## The request
Please print every line of the data below, unchanged, starting with the line that contains "Can you spot the fingernail" and continuing through the last line of the data. Include both of those lines and output nothing else.

## Records for processing
★ ★ ★ ★
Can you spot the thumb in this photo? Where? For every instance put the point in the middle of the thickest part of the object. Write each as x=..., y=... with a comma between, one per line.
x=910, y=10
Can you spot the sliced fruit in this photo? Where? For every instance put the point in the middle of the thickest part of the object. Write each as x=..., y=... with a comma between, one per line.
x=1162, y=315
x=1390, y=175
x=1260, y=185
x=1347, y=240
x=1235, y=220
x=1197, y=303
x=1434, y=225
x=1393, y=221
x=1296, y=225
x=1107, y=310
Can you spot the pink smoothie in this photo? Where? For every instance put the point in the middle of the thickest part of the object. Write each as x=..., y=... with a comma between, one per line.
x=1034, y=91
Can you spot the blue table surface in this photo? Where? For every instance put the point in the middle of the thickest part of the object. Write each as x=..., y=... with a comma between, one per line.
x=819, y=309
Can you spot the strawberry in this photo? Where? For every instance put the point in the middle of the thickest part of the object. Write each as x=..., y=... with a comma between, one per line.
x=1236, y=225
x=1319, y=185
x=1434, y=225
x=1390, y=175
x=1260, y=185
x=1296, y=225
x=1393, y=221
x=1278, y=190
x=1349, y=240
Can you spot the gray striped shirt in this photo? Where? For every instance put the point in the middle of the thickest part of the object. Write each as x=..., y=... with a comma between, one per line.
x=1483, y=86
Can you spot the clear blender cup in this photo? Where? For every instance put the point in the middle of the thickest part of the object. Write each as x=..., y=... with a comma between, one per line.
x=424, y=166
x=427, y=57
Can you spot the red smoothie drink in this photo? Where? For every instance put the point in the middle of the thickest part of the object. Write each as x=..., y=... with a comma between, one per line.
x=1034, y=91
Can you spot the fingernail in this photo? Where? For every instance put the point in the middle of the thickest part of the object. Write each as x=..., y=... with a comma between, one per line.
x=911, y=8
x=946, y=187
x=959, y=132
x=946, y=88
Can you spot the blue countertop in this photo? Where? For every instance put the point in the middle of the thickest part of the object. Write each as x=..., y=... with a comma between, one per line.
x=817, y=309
★ ★ ★ ★
## Worked solution
Can you spot the fingernail in this photo? Where? For every instance put the point in the middle of the thickest part of the object. Write each as x=..., y=... with a comma between, one per line.
x=911, y=8
x=946, y=187
x=959, y=132
x=946, y=88
Can you spot the blue countertop in this photo? Where? For every instance put the point in the middle of the thickest part of the object. Write each as x=..., y=... with a comma between, one per line.
x=817, y=309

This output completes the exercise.